(位置识别条目)
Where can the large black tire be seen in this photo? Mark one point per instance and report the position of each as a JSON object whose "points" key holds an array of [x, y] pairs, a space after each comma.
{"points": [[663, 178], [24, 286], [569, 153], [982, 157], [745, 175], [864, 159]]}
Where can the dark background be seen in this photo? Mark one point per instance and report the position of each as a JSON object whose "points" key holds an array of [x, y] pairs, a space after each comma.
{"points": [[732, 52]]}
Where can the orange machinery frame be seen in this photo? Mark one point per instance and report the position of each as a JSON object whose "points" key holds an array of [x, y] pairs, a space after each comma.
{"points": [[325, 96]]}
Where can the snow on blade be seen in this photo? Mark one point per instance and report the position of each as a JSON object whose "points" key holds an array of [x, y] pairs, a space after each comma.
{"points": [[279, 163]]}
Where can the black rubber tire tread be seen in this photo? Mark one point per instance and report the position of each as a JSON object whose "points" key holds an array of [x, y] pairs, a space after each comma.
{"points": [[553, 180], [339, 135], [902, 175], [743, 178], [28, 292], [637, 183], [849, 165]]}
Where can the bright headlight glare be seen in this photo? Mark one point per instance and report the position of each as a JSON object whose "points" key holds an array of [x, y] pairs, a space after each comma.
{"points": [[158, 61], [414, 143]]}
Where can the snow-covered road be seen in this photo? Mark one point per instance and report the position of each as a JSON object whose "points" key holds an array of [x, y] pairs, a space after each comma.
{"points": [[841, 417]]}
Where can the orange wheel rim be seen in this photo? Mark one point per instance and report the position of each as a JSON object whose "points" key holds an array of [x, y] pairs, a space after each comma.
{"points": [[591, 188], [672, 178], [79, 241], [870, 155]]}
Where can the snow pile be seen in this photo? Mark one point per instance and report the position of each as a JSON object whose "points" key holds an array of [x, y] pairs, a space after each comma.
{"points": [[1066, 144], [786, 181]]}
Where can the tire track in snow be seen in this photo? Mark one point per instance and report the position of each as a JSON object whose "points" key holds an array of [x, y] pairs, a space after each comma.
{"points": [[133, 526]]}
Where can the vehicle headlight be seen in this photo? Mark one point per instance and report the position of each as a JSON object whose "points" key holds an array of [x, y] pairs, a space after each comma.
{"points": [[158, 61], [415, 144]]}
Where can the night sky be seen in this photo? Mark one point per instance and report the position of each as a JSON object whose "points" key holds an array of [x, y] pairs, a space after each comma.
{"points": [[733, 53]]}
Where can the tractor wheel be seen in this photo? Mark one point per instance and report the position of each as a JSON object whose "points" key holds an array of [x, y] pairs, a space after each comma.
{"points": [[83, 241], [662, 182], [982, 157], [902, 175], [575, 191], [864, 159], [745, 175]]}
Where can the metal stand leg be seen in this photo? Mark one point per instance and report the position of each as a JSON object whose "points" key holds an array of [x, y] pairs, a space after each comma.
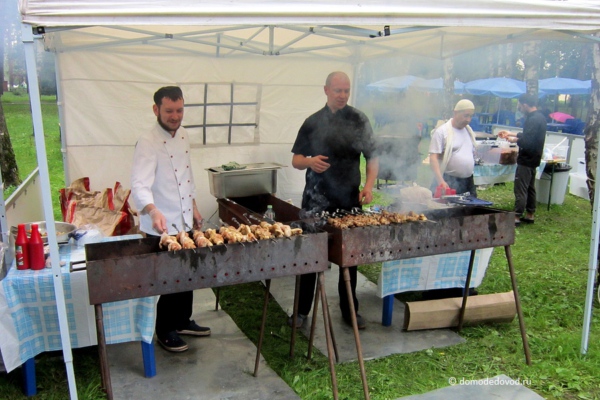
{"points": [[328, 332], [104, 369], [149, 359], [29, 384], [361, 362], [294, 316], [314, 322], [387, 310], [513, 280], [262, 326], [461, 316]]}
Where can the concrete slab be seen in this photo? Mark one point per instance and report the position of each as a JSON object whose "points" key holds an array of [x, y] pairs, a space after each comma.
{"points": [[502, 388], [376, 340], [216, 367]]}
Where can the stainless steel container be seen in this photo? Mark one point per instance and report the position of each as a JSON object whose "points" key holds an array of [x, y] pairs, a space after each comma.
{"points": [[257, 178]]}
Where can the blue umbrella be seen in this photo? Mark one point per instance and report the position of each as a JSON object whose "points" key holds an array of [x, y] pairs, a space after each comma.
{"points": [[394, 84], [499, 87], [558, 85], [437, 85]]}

* * *

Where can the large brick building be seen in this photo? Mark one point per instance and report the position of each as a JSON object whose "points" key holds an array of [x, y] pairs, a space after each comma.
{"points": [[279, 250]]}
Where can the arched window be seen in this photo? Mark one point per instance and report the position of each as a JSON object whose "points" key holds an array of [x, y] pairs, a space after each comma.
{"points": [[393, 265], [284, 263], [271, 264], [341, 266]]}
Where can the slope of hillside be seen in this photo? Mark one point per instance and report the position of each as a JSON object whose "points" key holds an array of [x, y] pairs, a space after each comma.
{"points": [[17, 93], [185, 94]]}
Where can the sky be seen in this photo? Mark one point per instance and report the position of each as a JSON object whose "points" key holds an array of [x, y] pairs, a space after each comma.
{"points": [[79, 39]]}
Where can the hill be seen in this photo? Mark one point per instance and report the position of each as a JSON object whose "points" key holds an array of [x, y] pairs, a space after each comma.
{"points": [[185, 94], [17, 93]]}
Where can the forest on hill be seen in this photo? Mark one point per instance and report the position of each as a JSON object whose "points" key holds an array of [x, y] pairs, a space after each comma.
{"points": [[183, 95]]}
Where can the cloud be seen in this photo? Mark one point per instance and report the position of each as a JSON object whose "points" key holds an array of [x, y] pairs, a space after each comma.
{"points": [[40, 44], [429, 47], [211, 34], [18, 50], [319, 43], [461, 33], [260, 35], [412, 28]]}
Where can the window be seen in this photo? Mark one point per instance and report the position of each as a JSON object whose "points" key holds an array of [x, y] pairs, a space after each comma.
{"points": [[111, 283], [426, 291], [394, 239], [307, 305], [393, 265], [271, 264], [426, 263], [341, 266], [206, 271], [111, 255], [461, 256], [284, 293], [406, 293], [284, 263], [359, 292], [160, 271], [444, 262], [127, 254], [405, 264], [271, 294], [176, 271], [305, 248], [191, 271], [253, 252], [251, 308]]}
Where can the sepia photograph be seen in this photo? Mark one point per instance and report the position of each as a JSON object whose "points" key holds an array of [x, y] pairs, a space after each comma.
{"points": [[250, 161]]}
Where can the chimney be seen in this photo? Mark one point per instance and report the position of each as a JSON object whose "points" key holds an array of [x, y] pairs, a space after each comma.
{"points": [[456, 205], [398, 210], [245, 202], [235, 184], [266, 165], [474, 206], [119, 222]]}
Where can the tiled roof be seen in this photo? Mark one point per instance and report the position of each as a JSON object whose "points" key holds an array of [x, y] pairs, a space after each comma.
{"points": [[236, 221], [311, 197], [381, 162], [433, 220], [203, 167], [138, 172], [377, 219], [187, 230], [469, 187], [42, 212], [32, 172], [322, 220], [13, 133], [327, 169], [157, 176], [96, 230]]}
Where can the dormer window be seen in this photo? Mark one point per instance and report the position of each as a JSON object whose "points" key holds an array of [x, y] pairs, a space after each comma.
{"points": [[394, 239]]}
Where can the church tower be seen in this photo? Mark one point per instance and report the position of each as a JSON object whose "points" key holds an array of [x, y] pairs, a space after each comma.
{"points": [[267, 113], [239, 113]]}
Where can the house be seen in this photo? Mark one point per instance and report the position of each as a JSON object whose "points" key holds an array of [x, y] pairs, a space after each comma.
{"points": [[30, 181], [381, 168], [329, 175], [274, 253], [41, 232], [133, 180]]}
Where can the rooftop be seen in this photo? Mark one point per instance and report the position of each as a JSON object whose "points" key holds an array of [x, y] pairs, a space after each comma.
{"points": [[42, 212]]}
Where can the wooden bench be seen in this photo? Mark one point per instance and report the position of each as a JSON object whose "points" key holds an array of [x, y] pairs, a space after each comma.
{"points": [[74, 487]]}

任务 >>
找出条目中所有包含字符串“wooden”的行，并逐行抄出。匹配时区分大小写。

练习结果 >>
Where can the wooden bench be seen in this photo? Mark one point per instance and report the position of each as a JSON object whose "points" key holds an array of [x, y] pairs, a space after each comma.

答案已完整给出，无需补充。